People Hacker, Jenny Radcliffe said: "Falling for scams is very common, and if you are a victim you shouldn't feel ashamed, or even guilty, because it can happen to anyone, and you are not alone.  Fraudsters target people from all walks of life as potential victims, and whilst it seems very personal when it happens to you, criminals are generally working through long lists of emails and phone numbers looking to catch someone, anyone, out.

 

“Awareness is key, and the more people understand about cons and scams the more likely they are to notice something suspicious or question a fraudster, and help to protect themselves. I’m delighted to be supporting the Barclays Embarrassing Fraud Clinic, where I’ll be on hand to offer advice on how best to avoid fraud, and to help give people the confidence to report it should they fall victim.”

 

Julie Clegg, former Detective and Intelligence Expert on Channel 4’s TV Show ‘Hunted’ added: “The scale of fraud is phenomenal and there is a lot of work to be done to tackle this growing issue. I see it every day, and what’s interesting is the common misconception around who is often behind it. Fraud is a multimillion pound global industry and many of these crimes and scams are carefully planned out and executed by “organisations” that could be compared in structure and strategy to a multinational corporation. They are technical masters, they have a business plan, they analyse their statistics, they operate in a tactical way, and they hire the best and brightest hackers they can find.

 

“Not speaking out should you be a victim is really helping the fraudsters so it’s great to be part of the Barclays Embarrassing Fraud Clinic where we are encouraging people to talk more openly about it.”

 

The Embarrassing Fraud Clinic will be putting on a number of public seminars hosted by Barclays own cyber experts, known as the Digital Eagles. These seminars will offer information on the most common types of fraud and scams, as well as tips on how to protect against them. 

 

The tour will start on London’s Southbank on Thursday, 26th October before visiting Manchester and Glasgow. The clinic will be open to everyone, not just Barclays customers, and is free to attend.

 

To book your place, visit: https://www.eventbrite.co.uk/e/the-embarrassing-fraud-clinic-tickets-38506655443

For those who can’t visit the clinic, Barclays has 17,000 Digital Eagles around the country who can provide advice on how to protect yourself from fraud and scams.

Notes to editors

*National representative based on two surveys of 2,000 UK adults and 1,500 UK victims of fraud conducted by OnePoll in September 2017.

 

Three top tips from Barclays Bank to help the UK fightback against the fraudsters:

1.    Never share your PIN or password with anyone (even if they are claiming to be from the bank)

2.    Do not click on any links or open any attachments or emails from people you are unsure about or don’t recognize.

3.    Avoid letting anyone you don’t know have access to your computer.

Source material:

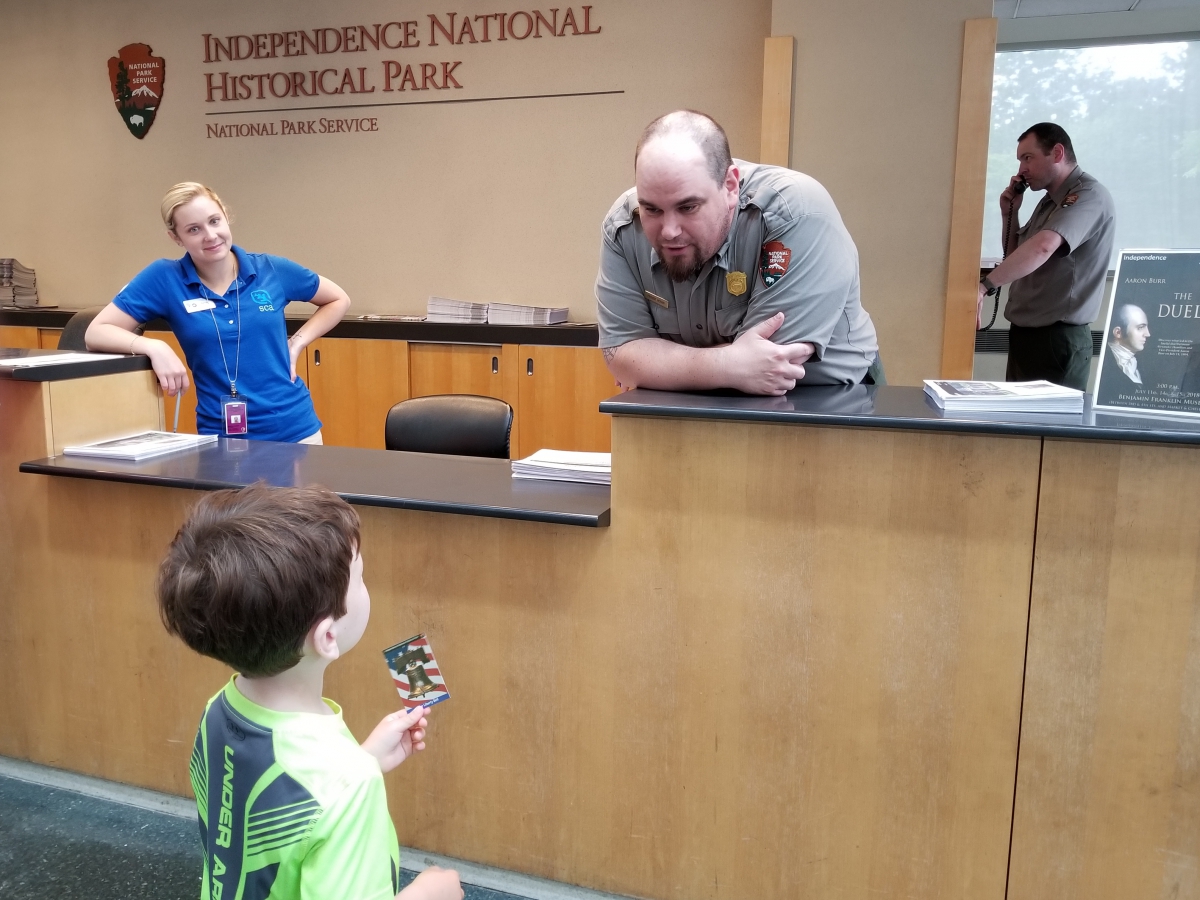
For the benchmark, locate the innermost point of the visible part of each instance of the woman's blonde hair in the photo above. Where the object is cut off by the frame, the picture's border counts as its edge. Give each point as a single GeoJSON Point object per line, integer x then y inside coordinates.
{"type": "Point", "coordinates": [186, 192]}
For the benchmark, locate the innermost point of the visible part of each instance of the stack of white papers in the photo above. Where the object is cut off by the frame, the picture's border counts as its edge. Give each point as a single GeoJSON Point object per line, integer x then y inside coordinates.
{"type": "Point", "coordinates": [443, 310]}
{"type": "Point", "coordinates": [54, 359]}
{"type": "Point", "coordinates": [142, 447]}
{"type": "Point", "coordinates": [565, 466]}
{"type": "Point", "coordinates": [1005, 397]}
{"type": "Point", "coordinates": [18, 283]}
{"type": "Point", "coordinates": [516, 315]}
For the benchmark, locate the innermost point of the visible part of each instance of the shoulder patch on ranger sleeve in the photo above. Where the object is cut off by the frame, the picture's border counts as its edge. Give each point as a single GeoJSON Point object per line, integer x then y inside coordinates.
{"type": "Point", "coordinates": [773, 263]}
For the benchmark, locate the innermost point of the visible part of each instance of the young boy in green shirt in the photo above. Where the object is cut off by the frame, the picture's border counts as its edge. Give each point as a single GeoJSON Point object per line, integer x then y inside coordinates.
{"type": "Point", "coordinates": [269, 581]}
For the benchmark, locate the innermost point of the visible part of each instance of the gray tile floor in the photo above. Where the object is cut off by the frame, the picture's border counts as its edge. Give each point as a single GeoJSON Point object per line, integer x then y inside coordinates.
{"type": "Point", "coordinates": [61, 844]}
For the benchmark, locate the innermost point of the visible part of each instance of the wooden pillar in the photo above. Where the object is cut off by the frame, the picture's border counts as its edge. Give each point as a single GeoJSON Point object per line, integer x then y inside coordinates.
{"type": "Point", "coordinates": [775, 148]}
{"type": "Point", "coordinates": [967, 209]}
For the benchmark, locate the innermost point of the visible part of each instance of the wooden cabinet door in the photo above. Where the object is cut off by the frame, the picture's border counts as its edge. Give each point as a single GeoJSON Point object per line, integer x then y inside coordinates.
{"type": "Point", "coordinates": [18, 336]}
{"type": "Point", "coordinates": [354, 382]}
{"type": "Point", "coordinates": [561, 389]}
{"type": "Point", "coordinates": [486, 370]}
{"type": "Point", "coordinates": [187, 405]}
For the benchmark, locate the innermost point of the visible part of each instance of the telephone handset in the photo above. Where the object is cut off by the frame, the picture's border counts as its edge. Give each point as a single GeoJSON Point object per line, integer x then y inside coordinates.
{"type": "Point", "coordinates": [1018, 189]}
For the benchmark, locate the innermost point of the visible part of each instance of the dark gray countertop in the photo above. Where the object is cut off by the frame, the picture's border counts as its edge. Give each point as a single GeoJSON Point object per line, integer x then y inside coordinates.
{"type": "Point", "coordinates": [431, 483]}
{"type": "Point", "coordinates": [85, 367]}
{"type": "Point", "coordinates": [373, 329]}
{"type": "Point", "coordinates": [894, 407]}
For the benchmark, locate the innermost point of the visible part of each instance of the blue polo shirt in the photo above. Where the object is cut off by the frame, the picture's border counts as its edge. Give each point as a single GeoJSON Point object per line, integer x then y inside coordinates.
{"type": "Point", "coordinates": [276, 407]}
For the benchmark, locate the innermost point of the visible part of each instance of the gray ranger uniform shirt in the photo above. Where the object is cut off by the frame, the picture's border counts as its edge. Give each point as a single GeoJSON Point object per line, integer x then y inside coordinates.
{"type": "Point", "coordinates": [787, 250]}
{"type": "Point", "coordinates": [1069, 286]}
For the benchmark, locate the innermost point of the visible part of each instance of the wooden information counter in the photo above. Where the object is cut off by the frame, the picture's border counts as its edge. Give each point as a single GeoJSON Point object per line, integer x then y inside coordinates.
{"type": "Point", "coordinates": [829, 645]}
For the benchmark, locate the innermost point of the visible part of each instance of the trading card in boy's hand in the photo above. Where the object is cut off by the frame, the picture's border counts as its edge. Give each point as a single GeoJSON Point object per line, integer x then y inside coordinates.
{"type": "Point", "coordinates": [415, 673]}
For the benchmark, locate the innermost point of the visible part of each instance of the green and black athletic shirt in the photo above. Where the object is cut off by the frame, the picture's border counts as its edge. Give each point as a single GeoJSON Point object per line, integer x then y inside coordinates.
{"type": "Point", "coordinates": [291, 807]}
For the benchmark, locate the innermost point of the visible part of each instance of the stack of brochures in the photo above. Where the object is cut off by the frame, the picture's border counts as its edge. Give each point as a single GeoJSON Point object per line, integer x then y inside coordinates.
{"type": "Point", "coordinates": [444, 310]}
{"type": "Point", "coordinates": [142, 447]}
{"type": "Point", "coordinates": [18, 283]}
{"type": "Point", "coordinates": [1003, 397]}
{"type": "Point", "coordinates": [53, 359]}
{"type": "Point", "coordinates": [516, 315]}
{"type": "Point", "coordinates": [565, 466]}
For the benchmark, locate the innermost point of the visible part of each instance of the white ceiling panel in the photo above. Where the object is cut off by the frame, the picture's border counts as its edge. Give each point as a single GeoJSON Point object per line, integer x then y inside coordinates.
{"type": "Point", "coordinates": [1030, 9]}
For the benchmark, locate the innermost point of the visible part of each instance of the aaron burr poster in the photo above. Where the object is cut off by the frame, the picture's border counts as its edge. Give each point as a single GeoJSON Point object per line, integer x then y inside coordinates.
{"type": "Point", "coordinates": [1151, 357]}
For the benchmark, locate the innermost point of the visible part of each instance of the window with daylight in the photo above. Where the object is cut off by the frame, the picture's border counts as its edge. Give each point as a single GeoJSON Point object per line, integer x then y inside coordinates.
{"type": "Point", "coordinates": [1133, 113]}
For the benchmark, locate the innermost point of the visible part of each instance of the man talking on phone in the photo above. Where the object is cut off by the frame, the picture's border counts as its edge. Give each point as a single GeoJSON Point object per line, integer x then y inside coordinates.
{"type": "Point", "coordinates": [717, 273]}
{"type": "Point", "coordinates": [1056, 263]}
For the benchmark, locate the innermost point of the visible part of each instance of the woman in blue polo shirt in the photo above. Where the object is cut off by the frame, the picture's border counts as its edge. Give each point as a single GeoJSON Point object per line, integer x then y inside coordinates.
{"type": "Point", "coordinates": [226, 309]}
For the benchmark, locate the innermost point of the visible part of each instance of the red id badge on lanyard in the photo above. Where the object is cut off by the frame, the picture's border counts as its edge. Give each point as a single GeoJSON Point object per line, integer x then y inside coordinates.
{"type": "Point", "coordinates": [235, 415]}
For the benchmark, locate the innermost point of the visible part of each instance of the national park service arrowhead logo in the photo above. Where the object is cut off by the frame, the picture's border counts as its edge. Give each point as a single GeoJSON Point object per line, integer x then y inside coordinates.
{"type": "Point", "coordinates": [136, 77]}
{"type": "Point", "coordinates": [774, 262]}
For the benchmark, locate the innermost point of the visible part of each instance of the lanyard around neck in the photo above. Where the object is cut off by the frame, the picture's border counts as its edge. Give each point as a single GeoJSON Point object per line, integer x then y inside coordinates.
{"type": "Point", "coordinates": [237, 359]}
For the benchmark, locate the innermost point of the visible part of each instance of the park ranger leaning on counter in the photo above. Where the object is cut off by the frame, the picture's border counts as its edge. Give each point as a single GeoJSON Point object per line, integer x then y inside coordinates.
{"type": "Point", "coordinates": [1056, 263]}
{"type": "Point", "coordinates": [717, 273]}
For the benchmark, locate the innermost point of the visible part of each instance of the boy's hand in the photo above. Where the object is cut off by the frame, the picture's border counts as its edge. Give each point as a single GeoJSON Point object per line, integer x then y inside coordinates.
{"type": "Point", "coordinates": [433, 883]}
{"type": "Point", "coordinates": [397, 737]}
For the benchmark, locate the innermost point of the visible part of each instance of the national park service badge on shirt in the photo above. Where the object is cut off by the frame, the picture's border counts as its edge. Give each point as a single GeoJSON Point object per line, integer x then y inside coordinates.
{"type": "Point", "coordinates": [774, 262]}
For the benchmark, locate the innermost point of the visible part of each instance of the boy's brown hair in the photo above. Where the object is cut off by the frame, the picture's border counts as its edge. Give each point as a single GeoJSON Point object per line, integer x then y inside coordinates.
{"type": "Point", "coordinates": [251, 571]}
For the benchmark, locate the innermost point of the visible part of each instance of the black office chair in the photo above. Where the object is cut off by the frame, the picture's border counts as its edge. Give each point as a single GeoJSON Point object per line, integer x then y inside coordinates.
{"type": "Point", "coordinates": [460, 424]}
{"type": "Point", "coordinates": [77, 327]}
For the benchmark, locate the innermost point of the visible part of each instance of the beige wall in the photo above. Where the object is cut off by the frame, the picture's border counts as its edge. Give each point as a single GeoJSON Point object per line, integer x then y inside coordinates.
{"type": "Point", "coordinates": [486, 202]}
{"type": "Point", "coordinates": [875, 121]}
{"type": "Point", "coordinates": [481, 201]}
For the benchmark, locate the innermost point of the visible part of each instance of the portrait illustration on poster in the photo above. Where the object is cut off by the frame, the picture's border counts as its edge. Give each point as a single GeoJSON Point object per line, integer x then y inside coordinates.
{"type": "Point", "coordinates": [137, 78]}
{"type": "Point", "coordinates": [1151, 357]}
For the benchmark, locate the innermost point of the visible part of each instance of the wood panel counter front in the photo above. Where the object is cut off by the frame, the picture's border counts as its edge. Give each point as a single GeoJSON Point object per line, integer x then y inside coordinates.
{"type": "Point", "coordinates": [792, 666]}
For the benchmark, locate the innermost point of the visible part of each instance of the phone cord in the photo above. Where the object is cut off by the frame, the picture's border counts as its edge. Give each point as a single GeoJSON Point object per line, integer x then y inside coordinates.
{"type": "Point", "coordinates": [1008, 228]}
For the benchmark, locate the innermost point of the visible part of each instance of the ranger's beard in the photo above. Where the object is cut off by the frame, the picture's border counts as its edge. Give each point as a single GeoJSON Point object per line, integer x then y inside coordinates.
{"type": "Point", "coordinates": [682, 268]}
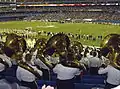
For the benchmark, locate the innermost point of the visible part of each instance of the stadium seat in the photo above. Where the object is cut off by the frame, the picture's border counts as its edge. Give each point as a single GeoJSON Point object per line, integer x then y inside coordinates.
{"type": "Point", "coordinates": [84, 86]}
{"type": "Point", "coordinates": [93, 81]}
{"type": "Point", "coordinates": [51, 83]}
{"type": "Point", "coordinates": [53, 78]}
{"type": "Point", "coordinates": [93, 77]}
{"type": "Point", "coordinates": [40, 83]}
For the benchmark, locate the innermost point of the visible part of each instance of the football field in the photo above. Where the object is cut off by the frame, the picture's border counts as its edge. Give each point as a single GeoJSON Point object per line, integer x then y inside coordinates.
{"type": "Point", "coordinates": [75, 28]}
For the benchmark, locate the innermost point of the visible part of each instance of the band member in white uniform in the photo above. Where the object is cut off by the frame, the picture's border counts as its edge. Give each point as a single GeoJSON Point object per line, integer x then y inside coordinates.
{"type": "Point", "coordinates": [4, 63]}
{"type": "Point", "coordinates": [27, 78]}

Tasks and exercises:
1/ Answer these questions from the fraud clinic text.
(a) On which TV show did Julie Clegg appear?
(b) What name is given to Barclays' own cyber experts?
(c) Where and on what date will the tour start?
2/ Duplicate the part of the fraud clinic text starting at "To book your" and ending at "from the bank)".
None of the lines are needed here.

Answers in order:
1/
(a) Channel 4's 'Hunted'
(b) The Digital Eagles
(c) London's Southbank, on Thursday, 26th October

2/
To book your place, visit: https://www.eventbrite.co.uk/e/the-embarrassing-fraud-clinic-tickets-38506655443

For those who can’t visit the clinic, Barclays has 17,000 Digital Eagles around the country who can provide advice on how to protect yourself from fraud and scams.

Notes to editors

*National representative based on two surveys of 2,000 UK adults and 1,500 UK victims of fraud conducted by OnePoll in September 2017.

 

Three top tips from Barclays Bank to help the UK fightback against the fraudsters:

1.    Never share your PIN or password with anyone (even if they are claiming to be from the bank)